* [DOCUMENT]:
──────────
Saturday, November 27, 2010

Growth

The first time somebody asked me what I wanted to do when I grew up, I was in first grade. I wish they hadn't asked. It's such a limiting thing to ask a little boy, it implies that he should have an idea already. I think it's meant to be cute; people ask the question expecting "fireman!" or "astronaut!" and then they can laugh at the silly little boy.

But I thought about it, I thought really hard. I wanted to give the right answer, I didn't want to lie, because then if I grew up and didn't become that thing I had said, the question-asker would remember and they would think I was a liar.

I remember my dad's father ("Daddy Bob") had arthritis in his hands, so they were very gnarled and his fingers looked like they were always causing him pain. I didn't think it was fair that he had to have pain in his hands, because he was such a good man. I wanted to help him. Dad told me there wasn't a cure for arthritis. I thought that wasn't fair that there should be a sickness that doesn't have a cure, it should be against the rules. So the next time somebody asked me what I wanted to do, I said "a doctor, so I can cure arthritis so my Daddy Bob's hands won't hurt anymore."

Daddy Bob died two years later, when I was nine years old. I cried a lot. I had never known anyone who had died before and I missed him because he read me stories and played bingo with me. I felt like I let him down because I wasn't old enough to cure arthritis yet and now I couldn't ever help him.

Obviously, I never became a doctor. I didn't even want to be one, I just wanted Daddy Bob's hands to stop hurting.

This was my first lesson in writing a future that probably won't happen. I still do it. I get excited about some possibility, I see a wonderful future and I fill it with details big and small. I did this before I came to Baylor and lots of it came true. I did it before I moved to New Orleans and less of it has come true. I'll probably do it for the rest of my life (see, there I go again). We take the things that are behind us in the past, add them to the decisions we're making in the present, and we use them to write a future that could possibly happen based on those decisions.

But that's not how life works. We don't get to see how it ends, we only get to watch the next thing unfold one day at a time. We can move toward a goal (or not) and we can pursue something we want (or not), but focusing on our future is what pulls us out of what we're creating for ourselves right now. We're not smart enough to see the future, and we can't make our decisions based on what might or might not happen. All we can do is focus on the things that we want, right now, in this very moment, and do what we can to move towards them.
──────────
* [MATERIAL]:
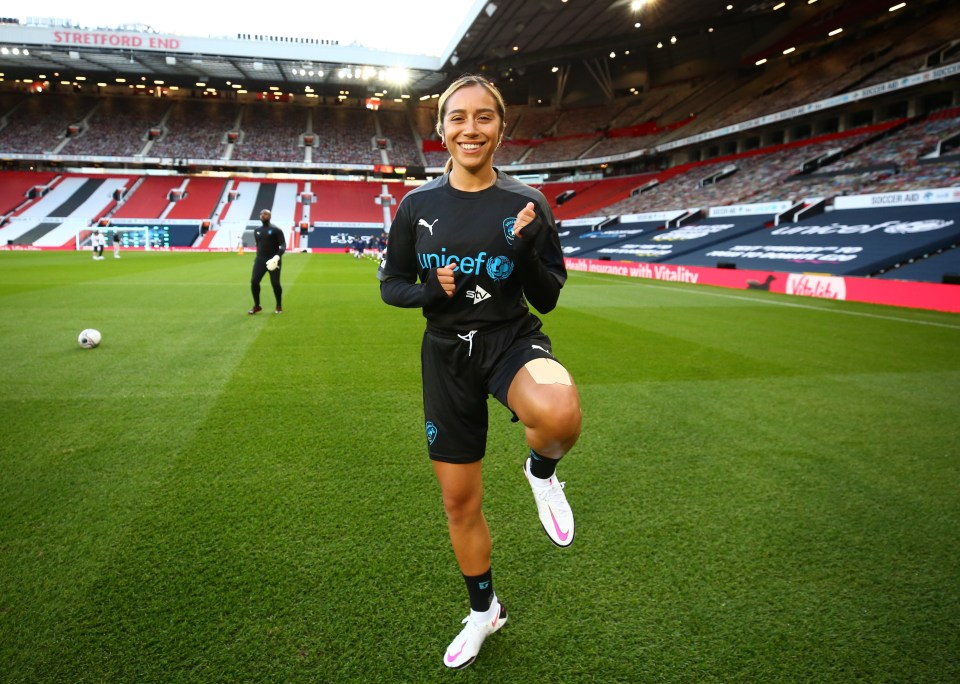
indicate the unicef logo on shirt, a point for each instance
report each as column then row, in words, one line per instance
column 508, row 229
column 499, row 268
──────────
* [LIST OF TASKS]:
A - According to the post, how old was the writer when Daddy Bob died?
B - Replace "arthritis" with "rheumatism" throughout the part of the post starting at "I remember my" and ending at "ever help him.", and give that part again.
The data comes from a separate source.

* [THE SOLUTIONS]:
A - Nine years old.

B -
I remember my dad's father ("Daddy Bob") had rheumatism in his hands, so they were very gnarled and his fingers looked like they were always causing him pain. I didn't think it was fair that he had to have pain in his hands, because he was such a good man. I wanted to help him. Dad told me there wasn't a cure for rheumatism. I thought that wasn't fair that there should be a sickness that doesn't have a cure, it should be against the rules. So the next time somebody asked me what I wanted to do, I said "a doctor, so I can cure rheumatism so my Daddy Bob's hands won't hurt anymore."

Daddy Bob died two years later, when I was nine years old. I cried a lot. I had never known anyone who had died before and I missed him because he read me stories and played bingo with me. I felt like I let him down because I wasn't old enough to cure rheumatism yet and now I couldn't ever help him.